Work required: Write out every one of the following items word for word, leaving out the pictures.

Position annotation items:
----

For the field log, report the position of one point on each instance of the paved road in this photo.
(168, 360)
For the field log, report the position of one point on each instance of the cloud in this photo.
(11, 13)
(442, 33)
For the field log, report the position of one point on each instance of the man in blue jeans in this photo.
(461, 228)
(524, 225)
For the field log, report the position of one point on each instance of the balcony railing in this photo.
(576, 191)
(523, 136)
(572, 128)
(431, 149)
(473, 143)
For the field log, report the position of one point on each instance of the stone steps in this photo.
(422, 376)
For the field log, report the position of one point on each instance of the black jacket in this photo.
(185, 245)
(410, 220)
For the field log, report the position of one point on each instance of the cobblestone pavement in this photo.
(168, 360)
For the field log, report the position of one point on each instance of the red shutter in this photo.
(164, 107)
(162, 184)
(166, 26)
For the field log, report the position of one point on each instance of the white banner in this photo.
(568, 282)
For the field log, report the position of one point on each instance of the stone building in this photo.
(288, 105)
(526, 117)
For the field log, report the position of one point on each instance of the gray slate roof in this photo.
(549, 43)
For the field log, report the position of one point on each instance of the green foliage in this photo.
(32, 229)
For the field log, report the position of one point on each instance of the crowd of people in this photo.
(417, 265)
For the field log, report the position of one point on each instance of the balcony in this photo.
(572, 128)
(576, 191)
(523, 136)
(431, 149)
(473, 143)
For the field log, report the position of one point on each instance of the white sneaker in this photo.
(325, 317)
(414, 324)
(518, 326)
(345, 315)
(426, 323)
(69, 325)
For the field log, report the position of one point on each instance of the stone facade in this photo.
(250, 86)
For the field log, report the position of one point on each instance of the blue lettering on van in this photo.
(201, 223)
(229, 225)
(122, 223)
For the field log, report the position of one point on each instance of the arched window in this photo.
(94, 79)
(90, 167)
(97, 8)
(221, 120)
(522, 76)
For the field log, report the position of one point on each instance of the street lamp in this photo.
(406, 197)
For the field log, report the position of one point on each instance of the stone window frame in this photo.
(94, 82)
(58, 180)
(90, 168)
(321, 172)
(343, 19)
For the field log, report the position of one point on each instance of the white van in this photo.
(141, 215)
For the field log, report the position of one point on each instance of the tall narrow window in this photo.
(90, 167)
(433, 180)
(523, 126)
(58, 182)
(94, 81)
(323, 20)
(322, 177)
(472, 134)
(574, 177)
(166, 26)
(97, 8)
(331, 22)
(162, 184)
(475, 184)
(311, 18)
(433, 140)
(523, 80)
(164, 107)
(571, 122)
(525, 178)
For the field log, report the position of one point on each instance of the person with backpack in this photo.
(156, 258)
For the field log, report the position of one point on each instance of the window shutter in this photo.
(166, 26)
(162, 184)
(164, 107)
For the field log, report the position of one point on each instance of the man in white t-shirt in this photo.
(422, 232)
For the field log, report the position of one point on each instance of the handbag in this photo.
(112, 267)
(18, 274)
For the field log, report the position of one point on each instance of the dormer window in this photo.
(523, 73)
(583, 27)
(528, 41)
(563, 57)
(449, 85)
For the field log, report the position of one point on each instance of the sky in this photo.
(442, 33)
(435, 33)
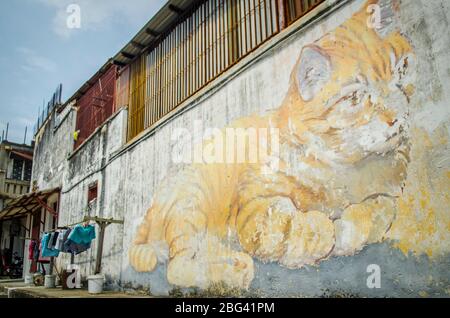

----

Result below:
For the field log, report the position of one point on each instance of the paved road in this photo.
(168, 360)
For the field log, report the position of one point on each instance of the cloud in this photo.
(11, 13)
(442, 33)
For the field log, report the position of one point on each instance of the man in blue jeans in this photo.
(461, 228)
(524, 225)
For the field log, report the position of one point on each instance of the balcony railing in this photo.
(576, 191)
(523, 136)
(572, 128)
(431, 149)
(473, 143)
For the field log, report the position of one point on each instance of the stone steps in this photo.
(422, 376)
For the field log, report the position of one point on each instance of the black jacket in this photo.
(185, 245)
(410, 220)
For the field log, report the position of one point on each instance of the cobblestone pavement in this photo.
(168, 360)
For the field log, report the position of one point on each instance of the red shutter in this photo.
(164, 107)
(162, 184)
(166, 26)
For the field log, report the position of one point on each instance of the white banner in this photo.
(568, 282)
For the field log, report the position of one point on each instance of the stone building in this photo.
(288, 105)
(526, 117)
For the field log, report the position of one point on each instance of the gray slate roof in this photo.
(549, 43)
For the field log, report the position of one point on each instance of the green foliage in this photo.
(32, 229)
For the field log, report the position of one point on each instance of the crowd of people in this photo.
(417, 265)
For the field log, report the position of one point on each instance of the balcony in this photo.
(572, 128)
(576, 191)
(523, 136)
(431, 149)
(473, 143)
For the field log, report the position of one point on each instance of the white sneaker in this photo.
(325, 317)
(414, 324)
(518, 326)
(345, 315)
(426, 323)
(69, 325)
For the field log, report the position of one point on each instance of the stone facade in this photo.
(250, 86)
For the field log, report the position of one point on each instance of the blue lettering on van in this photo.
(201, 223)
(229, 225)
(122, 223)
For the field log, report the position of one point on each instance of the arched window in this photo.
(94, 79)
(90, 167)
(97, 8)
(221, 120)
(522, 76)
For the field log, report the position of one point on each instance of the street lamp in this photo.
(406, 197)
For the field log, report the position of one point on each instance of the stone window frame in this photo.
(94, 82)
(58, 180)
(90, 168)
(321, 172)
(343, 19)
For the field log, report the position of one point on each instance of the white van in this photo.
(141, 215)
For the field log, report the position of one point on each instance of the tall narrow window in this photo.
(90, 167)
(433, 180)
(523, 126)
(58, 182)
(94, 81)
(323, 20)
(322, 177)
(472, 134)
(574, 177)
(166, 26)
(97, 8)
(331, 22)
(162, 184)
(475, 184)
(311, 18)
(433, 140)
(523, 80)
(164, 107)
(571, 122)
(525, 178)
For the field log, report the position of one point on each instance of the person with backpack in this photo.
(156, 258)
For the field log, report the position of one point on each instance of the window shutter in this photo.
(166, 26)
(162, 184)
(164, 107)
For the field log, report the position of one point on each instance of the man in white t-shirt in this photo.
(422, 232)
For the field log, report the position of one point on each instance of the handbag in this photo.
(112, 267)
(18, 274)
For the field log, report the position of one point on each instance of the dormer window in this photo.
(523, 73)
(583, 27)
(528, 41)
(563, 57)
(449, 85)
For the field log, report the position of one point on each instance of the sky in this photo.
(442, 33)
(435, 33)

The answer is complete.